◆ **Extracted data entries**
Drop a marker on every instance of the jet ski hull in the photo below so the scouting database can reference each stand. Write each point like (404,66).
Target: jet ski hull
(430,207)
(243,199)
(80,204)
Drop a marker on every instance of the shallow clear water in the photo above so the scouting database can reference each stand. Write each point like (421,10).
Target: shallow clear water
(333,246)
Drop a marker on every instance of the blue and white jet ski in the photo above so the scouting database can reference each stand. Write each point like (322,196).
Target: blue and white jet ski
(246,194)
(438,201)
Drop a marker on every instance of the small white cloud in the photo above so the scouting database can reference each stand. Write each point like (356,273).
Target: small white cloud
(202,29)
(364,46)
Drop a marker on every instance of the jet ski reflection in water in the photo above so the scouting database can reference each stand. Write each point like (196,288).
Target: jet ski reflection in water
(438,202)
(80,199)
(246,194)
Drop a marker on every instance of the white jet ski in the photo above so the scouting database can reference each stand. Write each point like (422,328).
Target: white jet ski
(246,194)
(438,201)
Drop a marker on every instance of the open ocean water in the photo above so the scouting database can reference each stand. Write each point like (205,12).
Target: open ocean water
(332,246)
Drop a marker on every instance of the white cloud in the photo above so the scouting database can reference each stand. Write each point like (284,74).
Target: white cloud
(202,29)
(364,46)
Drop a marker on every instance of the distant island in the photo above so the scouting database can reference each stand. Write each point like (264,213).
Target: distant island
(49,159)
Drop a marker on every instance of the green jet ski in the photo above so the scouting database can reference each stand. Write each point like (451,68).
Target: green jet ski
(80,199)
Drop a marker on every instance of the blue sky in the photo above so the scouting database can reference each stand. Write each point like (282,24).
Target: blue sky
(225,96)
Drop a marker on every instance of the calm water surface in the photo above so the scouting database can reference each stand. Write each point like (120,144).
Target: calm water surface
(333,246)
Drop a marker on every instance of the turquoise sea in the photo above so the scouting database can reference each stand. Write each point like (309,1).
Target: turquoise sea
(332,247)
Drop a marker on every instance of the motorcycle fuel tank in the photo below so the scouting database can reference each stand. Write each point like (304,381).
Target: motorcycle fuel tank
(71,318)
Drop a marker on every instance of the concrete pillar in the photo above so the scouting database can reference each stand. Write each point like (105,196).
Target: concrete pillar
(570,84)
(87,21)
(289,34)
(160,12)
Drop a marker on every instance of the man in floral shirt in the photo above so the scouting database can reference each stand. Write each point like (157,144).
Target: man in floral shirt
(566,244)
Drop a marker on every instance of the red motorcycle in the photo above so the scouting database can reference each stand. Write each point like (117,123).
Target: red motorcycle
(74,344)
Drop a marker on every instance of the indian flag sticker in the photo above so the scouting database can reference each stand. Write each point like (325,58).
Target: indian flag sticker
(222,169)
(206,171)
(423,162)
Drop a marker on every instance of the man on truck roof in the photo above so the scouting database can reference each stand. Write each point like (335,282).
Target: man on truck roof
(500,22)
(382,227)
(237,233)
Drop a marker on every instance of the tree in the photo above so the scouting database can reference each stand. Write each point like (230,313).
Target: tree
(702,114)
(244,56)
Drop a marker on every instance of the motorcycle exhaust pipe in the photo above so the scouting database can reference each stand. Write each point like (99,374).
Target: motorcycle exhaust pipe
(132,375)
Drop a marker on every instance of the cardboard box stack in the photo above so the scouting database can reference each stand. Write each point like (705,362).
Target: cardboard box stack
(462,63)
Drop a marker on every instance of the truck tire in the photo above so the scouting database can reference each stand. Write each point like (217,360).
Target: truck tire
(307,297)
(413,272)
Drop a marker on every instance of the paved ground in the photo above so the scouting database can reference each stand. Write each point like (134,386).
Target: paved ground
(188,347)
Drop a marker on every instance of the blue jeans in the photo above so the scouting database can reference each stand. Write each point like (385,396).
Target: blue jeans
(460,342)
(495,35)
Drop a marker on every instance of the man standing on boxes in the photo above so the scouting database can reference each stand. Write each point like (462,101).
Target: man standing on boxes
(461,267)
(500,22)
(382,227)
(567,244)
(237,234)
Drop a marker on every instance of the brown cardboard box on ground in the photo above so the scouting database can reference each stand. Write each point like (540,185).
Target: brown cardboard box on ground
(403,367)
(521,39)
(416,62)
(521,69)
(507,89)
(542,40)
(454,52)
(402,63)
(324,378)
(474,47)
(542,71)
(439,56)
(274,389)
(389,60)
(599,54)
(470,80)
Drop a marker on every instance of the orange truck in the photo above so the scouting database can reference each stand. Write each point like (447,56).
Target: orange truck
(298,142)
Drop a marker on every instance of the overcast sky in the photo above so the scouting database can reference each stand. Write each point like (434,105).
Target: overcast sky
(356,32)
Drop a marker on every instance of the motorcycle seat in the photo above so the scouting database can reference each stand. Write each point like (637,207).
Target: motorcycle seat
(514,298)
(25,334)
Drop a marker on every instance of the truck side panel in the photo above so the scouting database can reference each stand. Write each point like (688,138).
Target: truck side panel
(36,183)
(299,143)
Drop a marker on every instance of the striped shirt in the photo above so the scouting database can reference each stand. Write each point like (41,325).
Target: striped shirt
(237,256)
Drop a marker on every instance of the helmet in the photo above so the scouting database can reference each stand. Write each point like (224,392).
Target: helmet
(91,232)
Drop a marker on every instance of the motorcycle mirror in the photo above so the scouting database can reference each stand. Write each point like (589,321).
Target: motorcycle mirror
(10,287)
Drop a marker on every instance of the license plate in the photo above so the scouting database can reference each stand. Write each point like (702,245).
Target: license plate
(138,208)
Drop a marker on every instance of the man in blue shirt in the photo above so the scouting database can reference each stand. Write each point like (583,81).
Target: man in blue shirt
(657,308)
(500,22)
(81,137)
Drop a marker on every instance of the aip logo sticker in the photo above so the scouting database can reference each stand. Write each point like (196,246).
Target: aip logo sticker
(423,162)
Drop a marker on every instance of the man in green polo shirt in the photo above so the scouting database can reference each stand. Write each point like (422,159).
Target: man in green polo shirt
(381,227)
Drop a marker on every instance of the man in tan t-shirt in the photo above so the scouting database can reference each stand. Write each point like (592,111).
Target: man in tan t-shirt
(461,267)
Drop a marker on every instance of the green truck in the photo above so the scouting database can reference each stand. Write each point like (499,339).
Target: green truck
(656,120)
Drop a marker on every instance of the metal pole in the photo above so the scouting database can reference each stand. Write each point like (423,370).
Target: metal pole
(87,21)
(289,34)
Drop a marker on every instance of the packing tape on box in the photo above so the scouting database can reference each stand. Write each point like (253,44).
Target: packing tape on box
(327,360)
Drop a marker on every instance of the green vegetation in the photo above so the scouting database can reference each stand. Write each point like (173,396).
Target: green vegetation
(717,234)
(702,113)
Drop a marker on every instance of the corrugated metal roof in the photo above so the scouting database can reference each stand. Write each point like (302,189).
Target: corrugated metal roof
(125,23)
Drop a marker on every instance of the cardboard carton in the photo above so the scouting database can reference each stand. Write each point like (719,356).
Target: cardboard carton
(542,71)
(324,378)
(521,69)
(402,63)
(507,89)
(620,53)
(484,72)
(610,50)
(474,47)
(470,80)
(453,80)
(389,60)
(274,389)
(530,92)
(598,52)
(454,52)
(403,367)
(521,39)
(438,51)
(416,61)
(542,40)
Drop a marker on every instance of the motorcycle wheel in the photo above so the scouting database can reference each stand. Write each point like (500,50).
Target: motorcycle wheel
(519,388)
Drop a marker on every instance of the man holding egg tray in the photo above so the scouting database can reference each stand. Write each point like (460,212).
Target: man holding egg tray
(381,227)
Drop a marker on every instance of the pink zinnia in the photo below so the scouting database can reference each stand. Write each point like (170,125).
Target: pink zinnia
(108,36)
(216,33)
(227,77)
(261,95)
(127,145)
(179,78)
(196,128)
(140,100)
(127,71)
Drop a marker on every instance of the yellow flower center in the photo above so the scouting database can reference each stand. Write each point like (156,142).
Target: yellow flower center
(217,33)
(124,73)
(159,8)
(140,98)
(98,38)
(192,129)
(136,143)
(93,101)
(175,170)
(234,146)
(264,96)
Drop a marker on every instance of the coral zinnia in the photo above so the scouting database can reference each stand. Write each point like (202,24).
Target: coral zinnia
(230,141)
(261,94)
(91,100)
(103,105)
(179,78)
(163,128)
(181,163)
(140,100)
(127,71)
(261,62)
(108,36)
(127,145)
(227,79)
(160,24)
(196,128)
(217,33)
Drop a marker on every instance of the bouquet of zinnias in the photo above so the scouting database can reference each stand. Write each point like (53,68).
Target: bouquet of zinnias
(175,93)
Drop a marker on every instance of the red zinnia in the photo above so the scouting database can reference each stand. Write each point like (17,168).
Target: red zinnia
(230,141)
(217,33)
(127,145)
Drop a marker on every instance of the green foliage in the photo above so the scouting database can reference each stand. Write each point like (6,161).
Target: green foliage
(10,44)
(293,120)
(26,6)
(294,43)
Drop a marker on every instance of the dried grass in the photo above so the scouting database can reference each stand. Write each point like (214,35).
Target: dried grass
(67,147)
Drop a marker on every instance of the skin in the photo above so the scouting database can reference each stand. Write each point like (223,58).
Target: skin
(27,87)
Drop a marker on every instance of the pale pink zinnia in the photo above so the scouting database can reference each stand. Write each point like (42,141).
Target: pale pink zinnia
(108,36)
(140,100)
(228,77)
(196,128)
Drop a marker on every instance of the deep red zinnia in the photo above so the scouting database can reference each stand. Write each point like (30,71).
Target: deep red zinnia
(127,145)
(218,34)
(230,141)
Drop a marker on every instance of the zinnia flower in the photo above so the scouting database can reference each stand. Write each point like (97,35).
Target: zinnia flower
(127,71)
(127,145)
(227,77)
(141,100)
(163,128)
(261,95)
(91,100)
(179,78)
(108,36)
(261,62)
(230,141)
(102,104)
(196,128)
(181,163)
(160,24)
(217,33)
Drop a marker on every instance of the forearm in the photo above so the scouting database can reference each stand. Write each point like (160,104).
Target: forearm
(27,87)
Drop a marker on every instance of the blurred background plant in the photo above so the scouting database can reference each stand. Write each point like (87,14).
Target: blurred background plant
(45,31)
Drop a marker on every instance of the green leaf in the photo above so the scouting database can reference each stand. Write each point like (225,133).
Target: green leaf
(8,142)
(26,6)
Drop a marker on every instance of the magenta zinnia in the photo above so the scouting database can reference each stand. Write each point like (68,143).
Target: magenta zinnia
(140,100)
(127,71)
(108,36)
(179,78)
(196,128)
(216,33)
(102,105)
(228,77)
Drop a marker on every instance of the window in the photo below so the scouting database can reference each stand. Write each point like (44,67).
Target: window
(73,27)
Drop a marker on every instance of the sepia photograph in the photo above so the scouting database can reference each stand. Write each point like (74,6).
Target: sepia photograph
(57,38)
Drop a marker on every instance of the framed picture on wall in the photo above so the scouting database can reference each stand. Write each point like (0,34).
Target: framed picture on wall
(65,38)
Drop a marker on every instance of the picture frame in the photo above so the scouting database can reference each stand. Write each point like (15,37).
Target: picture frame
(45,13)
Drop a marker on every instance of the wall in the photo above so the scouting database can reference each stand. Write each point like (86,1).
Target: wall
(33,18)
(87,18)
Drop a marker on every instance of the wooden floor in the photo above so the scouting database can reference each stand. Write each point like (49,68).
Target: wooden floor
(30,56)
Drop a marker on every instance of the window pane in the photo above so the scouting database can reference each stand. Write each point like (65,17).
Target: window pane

◆ **What you have to do**
In the data above, repeat exactly each line from the first through the line that contains "Drop a marker on every instance of the small", and give nothing else.

◆ **Response area**
Drop a marker on every instance of the jet ski hull in the photo below so the scouting database can reference each stand. Write each point like (404,66).
Target: jet ski hull
(430,207)
(243,199)
(80,204)
Drop a marker on every instance of the shallow clear water in the photo above so the scouting database can reference each stand. Write each point like (421,10).
Target: shallow clear water
(333,246)
Drop a marker on every instance of the blue and white jet ski in the photo above so the scouting database can reference each stand. Write each point like (322,196).
Target: blue and white jet ski
(246,194)
(438,201)
Drop a marker on every instance of the small white cloud in the photo above so the scouting database can reference each stand. Write each point like (356,273).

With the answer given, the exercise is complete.